▶ **Your assignment**: Reproduce the article on health care as an election issue word for word, from "Let's dig into" to "and campaign ads.".

[Provided passage — start]

Tuesday, October 07, 2008
Political independents now rank health care second among the issues they most want the presidential candidates to discuss, according to a Kaiser Health Tracking Poll for September. The No. 1 issue for independents, as well as for Democrats and Republicans, is the economy.
Independents are the key to victory in this election. Their opinions matter. And asked which candidate best represents their views on health care, 40 percent said Barack Obama and 25 percent, John McCain.
Health care has recently moved up as a concern for independents. While only 11 percent of Republicans named health care as the topic they most wanted the candidates to address, 26 percent of independents did. Democrats showed nearly identical interest at 25 percent. How come the wide differences?
"As gas prices have fallen, and Iraq has declined as an issue," Drew Altman, president of the Kaiser Foundation, told me, "the voters go home to Mama. For Republicans, that's back to taxes and terrorism, and for Democrats (and apparently independents), it's health care."
Let's dig into the numbers. For starters, what do people mean when they say they worry about health care? It's not what employers are spending on it, Altman explains. It's definitely not the cost of entitlement programs. Only a few, mainly in the Democratic base, are focused on expanding coverage to the uninsured.
What truly perks everyone's interest is the cost of their own health care. Earlier surveys have shown that more Americans are worried about affording health care than their ability to pay their rent or mortgage bills.
I've always wondered whether people who tell pollsters which candidate's health plan they prefer understand the details or are just winging it. Altman says that only a subset of the public actually studies the fine print. Most obtain their impression from media coverage and campaign ads.
"They see not a McCain plan or an Obama plan," he adds. "They read Republican or Democrat."
Here are the proposals in a nutshell:
Obama's plan would offer subsidies to help people and small businesses buy insurance and expand eligibility for Medicaid and the State Children's Health Insurance Program. It would create a government-run National Health Plan that the uninsured could join. Those wanting a subsidized private plan could choose one at a new National Health Insurance Exchange.
The plan would be partly funded through improved efficiency of care and a tax on companies that do not make a meaningful contribution to their workers' health coverage. (Small businesses would be exempt.)
The National Health Plan has drawn fire from conservatives, who see it as the makings of a, well, national health plan. They complain that the government program would eventually overwhelm the private insurance option.
McCain's proposal strives to make health coverage less dependent on the workplace, encourage personal responsibility and preserve choice of coverage. It would provide a large tax subsidy -- a $5,000 refundable tax credit with which families could buy coverage. (Individuals would get $2,500.) And it would end the employer's deduction for health benefits and the exclusion of employees' health-care contributions from taxable income.
Critics of the McCain proposal say that the loss of the tax break would prompt companies to drop their coverage. And low-risk workers would have less incentive to stay in their employer's plan. Furthermore, coverage for a family of four averages $12,000 a year, considerably more money than the $5,000 tax credit would provide.
To recap, independents consider health the second most important issue for the candidates to address, and they greatly prefer Obama's vision to McCain's. Independents are nearly 40 percent of the electorate. Do the math however you want to. These numbers have to be encouraging for Barack Obama.

[Provided passage — finish]
[Given entries — start]

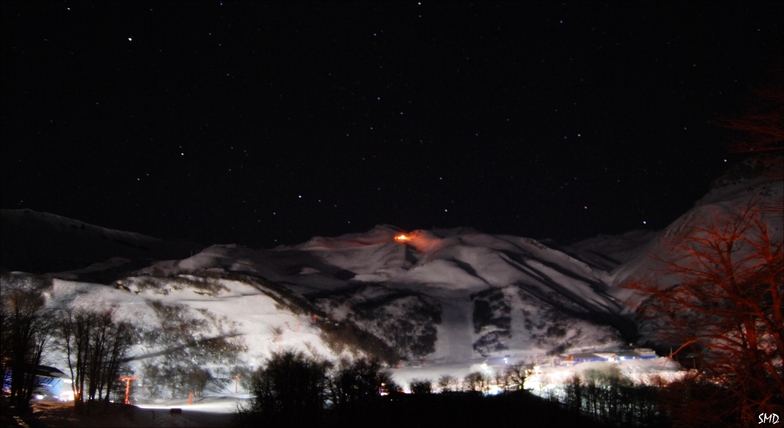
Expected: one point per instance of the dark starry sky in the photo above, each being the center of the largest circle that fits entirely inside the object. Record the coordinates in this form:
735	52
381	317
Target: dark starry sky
267	123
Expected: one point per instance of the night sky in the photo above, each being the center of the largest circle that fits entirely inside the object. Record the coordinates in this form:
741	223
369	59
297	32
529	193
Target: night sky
268	123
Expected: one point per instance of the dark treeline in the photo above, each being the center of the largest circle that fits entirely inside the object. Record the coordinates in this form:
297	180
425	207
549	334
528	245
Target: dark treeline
93	342
294	390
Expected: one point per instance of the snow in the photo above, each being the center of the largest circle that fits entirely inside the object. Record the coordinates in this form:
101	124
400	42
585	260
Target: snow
538	298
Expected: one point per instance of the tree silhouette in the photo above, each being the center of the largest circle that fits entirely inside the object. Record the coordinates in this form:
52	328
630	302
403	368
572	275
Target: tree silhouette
290	389
726	310
24	333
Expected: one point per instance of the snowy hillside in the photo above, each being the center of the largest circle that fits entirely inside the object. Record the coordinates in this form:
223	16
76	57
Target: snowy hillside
442	300
42	242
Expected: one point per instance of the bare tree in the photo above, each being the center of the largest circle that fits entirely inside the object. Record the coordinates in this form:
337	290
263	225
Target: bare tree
95	347
727	311
25	333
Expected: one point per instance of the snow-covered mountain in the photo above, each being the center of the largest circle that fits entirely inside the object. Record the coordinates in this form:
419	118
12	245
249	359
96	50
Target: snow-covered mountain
446	296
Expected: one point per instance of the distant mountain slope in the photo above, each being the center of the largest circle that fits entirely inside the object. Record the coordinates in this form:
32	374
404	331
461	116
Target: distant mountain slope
41	242
443	295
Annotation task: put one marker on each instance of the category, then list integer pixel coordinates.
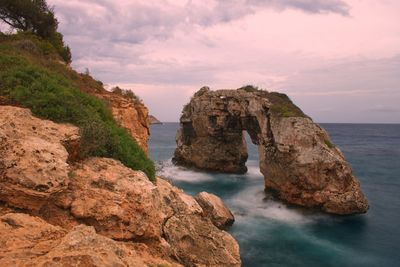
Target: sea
(271, 233)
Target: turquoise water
(272, 234)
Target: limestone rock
(33, 159)
(186, 234)
(30, 241)
(297, 158)
(119, 203)
(215, 209)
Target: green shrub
(50, 94)
(329, 144)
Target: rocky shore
(56, 211)
(300, 163)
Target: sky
(338, 60)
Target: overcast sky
(338, 60)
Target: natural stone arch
(297, 158)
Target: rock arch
(297, 158)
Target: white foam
(251, 203)
(170, 171)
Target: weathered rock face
(186, 234)
(132, 115)
(33, 160)
(154, 120)
(214, 208)
(297, 158)
(117, 202)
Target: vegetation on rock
(32, 77)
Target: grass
(32, 77)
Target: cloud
(322, 55)
(310, 6)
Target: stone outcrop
(131, 114)
(30, 241)
(154, 120)
(214, 208)
(297, 158)
(97, 201)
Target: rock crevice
(98, 205)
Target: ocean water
(273, 234)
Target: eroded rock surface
(30, 241)
(128, 215)
(297, 158)
(215, 209)
(33, 159)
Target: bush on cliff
(37, 17)
(45, 86)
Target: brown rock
(297, 158)
(193, 238)
(121, 203)
(215, 209)
(154, 120)
(118, 202)
(32, 158)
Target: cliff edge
(94, 212)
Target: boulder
(33, 159)
(299, 162)
(96, 212)
(131, 114)
(215, 209)
(192, 239)
(29, 241)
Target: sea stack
(297, 158)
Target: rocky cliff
(97, 212)
(154, 120)
(297, 158)
(131, 114)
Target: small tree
(37, 17)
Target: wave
(252, 202)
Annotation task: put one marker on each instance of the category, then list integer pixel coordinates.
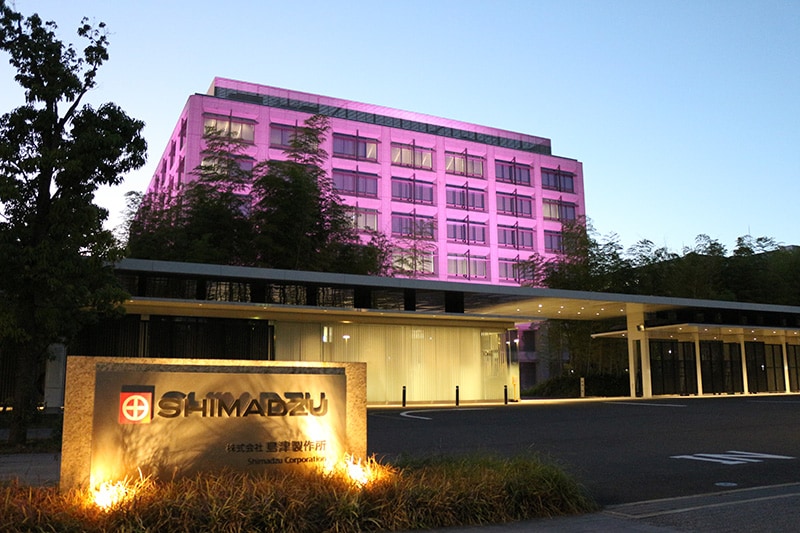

[Given entries — finish]

▶ **Answer space**:
Let's dig into the numbers. For starters, what do people mean when they say they worry about health care? It's not what employers are spending on it, Altman explains. It's definitely not the cost of entitlement programs. Only a few, mainly in the Democratic base, are focused on expanding coverage to the uninsured.
What truly perks everyone's interest is the cost of their own health care. Earlier surveys have shown that more Americans are worried about affording health care than their ability to pay their rent or mortgage bills.
I've always wondered whether people who tell pollsters which candidate's health plan they prefer understand the details or are just winging it. Altman says that only a subset of the public actually studies the fine print. Most obtain their impression from media coverage and campaign ads.